▸ **MATERIAL FOR THE TASK**:
★ ★ ★ ★ ★ ★ ★

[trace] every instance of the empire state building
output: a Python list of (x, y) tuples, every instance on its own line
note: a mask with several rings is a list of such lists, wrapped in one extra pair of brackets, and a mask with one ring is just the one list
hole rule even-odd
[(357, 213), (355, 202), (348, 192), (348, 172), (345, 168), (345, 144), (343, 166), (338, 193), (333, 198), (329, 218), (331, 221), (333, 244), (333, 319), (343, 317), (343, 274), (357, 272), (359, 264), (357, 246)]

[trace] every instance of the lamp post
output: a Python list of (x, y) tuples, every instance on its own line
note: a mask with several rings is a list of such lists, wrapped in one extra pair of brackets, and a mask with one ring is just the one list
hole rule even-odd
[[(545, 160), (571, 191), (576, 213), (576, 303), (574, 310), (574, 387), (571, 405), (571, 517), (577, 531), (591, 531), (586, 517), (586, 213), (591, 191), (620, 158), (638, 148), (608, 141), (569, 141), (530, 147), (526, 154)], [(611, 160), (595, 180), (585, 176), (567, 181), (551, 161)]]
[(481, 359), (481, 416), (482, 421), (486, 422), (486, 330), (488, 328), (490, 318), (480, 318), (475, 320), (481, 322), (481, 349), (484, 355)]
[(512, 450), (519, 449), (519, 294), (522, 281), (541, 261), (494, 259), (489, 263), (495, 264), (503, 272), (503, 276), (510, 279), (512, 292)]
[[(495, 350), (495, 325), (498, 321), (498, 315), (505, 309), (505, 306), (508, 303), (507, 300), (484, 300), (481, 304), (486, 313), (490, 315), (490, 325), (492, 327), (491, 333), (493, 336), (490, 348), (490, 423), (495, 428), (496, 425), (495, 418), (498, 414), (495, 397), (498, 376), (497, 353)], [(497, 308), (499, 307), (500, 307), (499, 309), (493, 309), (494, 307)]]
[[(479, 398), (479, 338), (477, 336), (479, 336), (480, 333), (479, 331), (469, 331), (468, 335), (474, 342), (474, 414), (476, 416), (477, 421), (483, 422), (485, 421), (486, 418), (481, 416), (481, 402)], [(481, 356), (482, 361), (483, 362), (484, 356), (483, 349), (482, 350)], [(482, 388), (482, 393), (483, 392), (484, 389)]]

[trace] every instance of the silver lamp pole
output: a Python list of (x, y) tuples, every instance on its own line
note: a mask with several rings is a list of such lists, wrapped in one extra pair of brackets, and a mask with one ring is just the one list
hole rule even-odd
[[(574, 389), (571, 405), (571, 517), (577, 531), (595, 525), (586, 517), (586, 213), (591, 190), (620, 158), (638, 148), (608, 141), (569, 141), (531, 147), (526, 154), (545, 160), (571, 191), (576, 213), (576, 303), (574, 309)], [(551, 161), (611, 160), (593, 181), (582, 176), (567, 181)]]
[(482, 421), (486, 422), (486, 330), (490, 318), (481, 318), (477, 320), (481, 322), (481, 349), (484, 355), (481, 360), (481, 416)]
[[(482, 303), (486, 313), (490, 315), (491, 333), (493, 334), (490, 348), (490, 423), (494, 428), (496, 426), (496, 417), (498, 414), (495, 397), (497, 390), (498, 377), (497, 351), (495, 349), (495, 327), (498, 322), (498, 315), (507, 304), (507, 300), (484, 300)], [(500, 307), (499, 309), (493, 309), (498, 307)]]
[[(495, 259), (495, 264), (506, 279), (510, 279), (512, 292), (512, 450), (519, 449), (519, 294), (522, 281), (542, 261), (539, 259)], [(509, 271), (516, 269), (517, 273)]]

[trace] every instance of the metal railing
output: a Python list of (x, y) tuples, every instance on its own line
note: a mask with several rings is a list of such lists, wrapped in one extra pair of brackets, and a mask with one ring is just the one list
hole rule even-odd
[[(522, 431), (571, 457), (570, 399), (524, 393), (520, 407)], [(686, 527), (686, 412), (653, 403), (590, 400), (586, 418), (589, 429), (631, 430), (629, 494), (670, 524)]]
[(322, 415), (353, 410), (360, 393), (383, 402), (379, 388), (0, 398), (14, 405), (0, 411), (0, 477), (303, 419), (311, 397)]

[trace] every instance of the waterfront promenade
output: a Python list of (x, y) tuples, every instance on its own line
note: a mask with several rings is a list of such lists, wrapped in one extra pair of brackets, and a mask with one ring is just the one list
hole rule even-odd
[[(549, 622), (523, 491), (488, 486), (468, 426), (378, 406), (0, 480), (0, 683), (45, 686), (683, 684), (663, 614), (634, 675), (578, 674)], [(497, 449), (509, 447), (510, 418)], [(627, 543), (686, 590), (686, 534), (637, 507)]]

★ ★ ★ ★ ★ ★ ★

▸ **GIVEN EXERCISE**:
Reproduce every item above word for word, in the same order.

▸ **RESPONSE TO THIS EXERCISE**:
[trace] every instance of the empire state building
output: a Python list of (x, y) tuples, every instance on its own line
note: a mask with several rings is a list of such lists, wrapped in one extra pair of brackets, and a mask with one ring is just the one list
hole rule even-odd
[(357, 213), (355, 202), (348, 192), (348, 172), (345, 168), (345, 144), (343, 166), (338, 193), (333, 198), (329, 218), (331, 221), (333, 244), (333, 319), (343, 317), (343, 274), (357, 272), (359, 264), (357, 246)]

[trace] every instance of the lamp post
output: a Python list of (x, y) tuples, every instance on its own line
note: a mask with several rings is a list of such lists, wrapped in one extra pair of brackets, and a mask with one ring is just the one list
hole rule even-odd
[[(545, 160), (571, 191), (576, 213), (576, 303), (574, 310), (574, 387), (571, 405), (571, 517), (577, 531), (591, 531), (586, 517), (586, 213), (591, 191), (620, 158), (638, 148), (608, 141), (569, 141), (530, 147), (526, 154)], [(611, 160), (595, 180), (585, 176), (567, 181), (551, 161)]]
[(481, 359), (481, 416), (482, 421), (486, 422), (486, 330), (488, 328), (490, 318), (480, 318), (475, 320), (481, 322), (481, 349), (484, 355)]
[(512, 450), (519, 449), (519, 294), (522, 281), (541, 261), (494, 259), (489, 263), (495, 264), (503, 272), (503, 276), (510, 279), (512, 292)]
[[(495, 350), (495, 325), (498, 321), (498, 315), (505, 309), (505, 306), (508, 303), (507, 300), (484, 300), (481, 304), (486, 313), (490, 315), (490, 325), (492, 327), (491, 333), (493, 336), (490, 348), (490, 423), (495, 428), (496, 425), (495, 418), (498, 414), (495, 397), (498, 376), (497, 353)], [(497, 308), (499, 307), (500, 307), (499, 309), (493, 309), (494, 307)]]
[[(479, 398), (479, 338), (477, 336), (479, 336), (480, 333), (479, 331), (469, 331), (468, 335), (474, 342), (474, 414), (476, 416), (477, 421), (483, 422), (485, 421), (486, 418), (481, 416), (481, 402)], [(481, 356), (482, 361), (483, 362), (484, 356), (483, 349), (482, 350)], [(482, 388), (482, 393), (483, 392), (484, 389)]]

[trace] every instance of the silver lamp pole
output: a Python list of (x, y) tuples, every instance on its own line
note: a mask with several rings is a list of such lists, wrapped in one extra pair of brackets, and a mask with one ring is just the one list
hole rule even-odd
[[(574, 389), (571, 405), (571, 517), (577, 531), (595, 525), (586, 517), (586, 213), (591, 190), (620, 158), (638, 148), (608, 141), (569, 141), (531, 147), (526, 154), (545, 160), (571, 191), (576, 213), (576, 303), (574, 309)], [(551, 161), (611, 160), (593, 181), (582, 176), (567, 181)]]
[(482, 421), (486, 422), (486, 330), (490, 318), (481, 318), (477, 320), (481, 322), (481, 349), (484, 355), (481, 360), (481, 416)]
[[(482, 303), (486, 313), (490, 315), (491, 333), (493, 334), (490, 348), (490, 423), (494, 428), (496, 426), (496, 417), (498, 414), (495, 397), (497, 390), (498, 377), (497, 351), (495, 349), (495, 327), (498, 322), (498, 315), (507, 304), (507, 300), (484, 300)], [(500, 307), (499, 309), (493, 309), (498, 307)]]
[[(495, 259), (495, 264), (506, 279), (510, 279), (512, 292), (512, 450), (519, 449), (519, 294), (522, 281), (542, 261), (539, 259)], [(509, 271), (516, 269), (517, 273)]]

[trace] every instance of the metal railing
output: a Python list of (x, y) tuples, every instance on its own line
note: a mask with several rings is a list of such lists, wrapped in one extra pair of brackets, and a mask with one ring is just the one list
hole rule even-odd
[[(522, 431), (571, 457), (570, 399), (524, 393), (520, 407)], [(686, 527), (686, 412), (653, 403), (590, 400), (586, 418), (589, 429), (631, 430), (629, 494), (670, 524)]]
[(322, 415), (353, 410), (360, 393), (383, 402), (379, 388), (0, 398), (14, 405), (0, 411), (0, 477), (303, 419), (311, 397)]

[trace] every instance of the waterfront promenade
output: a Python list of (x, y) tuples, every instance on its own line
note: a mask with several rings is a list of such lists, wrapped in one extra pair of brackets, and a mask with one ring is just the one list
hole rule even-odd
[[(549, 622), (523, 491), (488, 486), (468, 426), (378, 406), (0, 480), (0, 683), (45, 686), (683, 684), (663, 614), (634, 675), (578, 674)], [(497, 449), (509, 447), (510, 418)], [(627, 543), (686, 590), (686, 534), (637, 507)]]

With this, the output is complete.